» Given request 1
Using the text on tanker operators, answer these questions:
(a) What are long-term contracts at fixed rates called?
(b) Roughly what share of Teekay Tankers' fleet is contracted on the spot market?
(c) Around what share of oil leaving the Persian Gulf region is carried on tanker ships?
» Given request 2
Write the next few sentences of the text on tanker operators, picking up after its final sentence.

Tanker operators such as Teekay Tankers (TNK) lease their vessels for a daily fee or day-rate to crude oil shippers either under long-term contracts at fixed rates (known as time charters) or shorter-term spot market rates.
Roughly 70% of Teekay Tanker’s fleet are contracted on the spot market where profitability is dependent on the short-term supply and demand for ships.
Tanker firms have benefited from falling oil prices over the past year. Low energy prices and the consequent growth in demand for oil meant there was strong demand for ships to carry all that crude.
Meanwhile, OPEC’s ongoing policy to target market share rather than a particular price for crude also benefits tanker operators.
That’s because around 90% of all oil leaving the Persian Gulf region is carried on tanker ships; when OPEC output grows so does demand for tankers to carry those exports.

» Information supplied
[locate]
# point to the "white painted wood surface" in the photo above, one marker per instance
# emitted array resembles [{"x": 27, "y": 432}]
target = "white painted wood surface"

» Written response 1
(a) Time charters.
(b) Roughly 70%.
(c) Around 90%.

» Written response 2
Finally, after a prolonged bear market for tanker rates between 2008 and 2014, few operators have built new vessels so growth in newbuild tanker supply continues to undershoot growth in demand for waterborne oil transports.
Teekay Tankers recently announced a new policy to pay out between 30 and 50% of its quarterly adjusted net income as dividends.
This has resulted in a quadrupling of the quarterly payout from $0.03 to $0.12 per share, equivalent to a yield of around 8% at current prices. Teekay Tankers rates a buy under $8.50.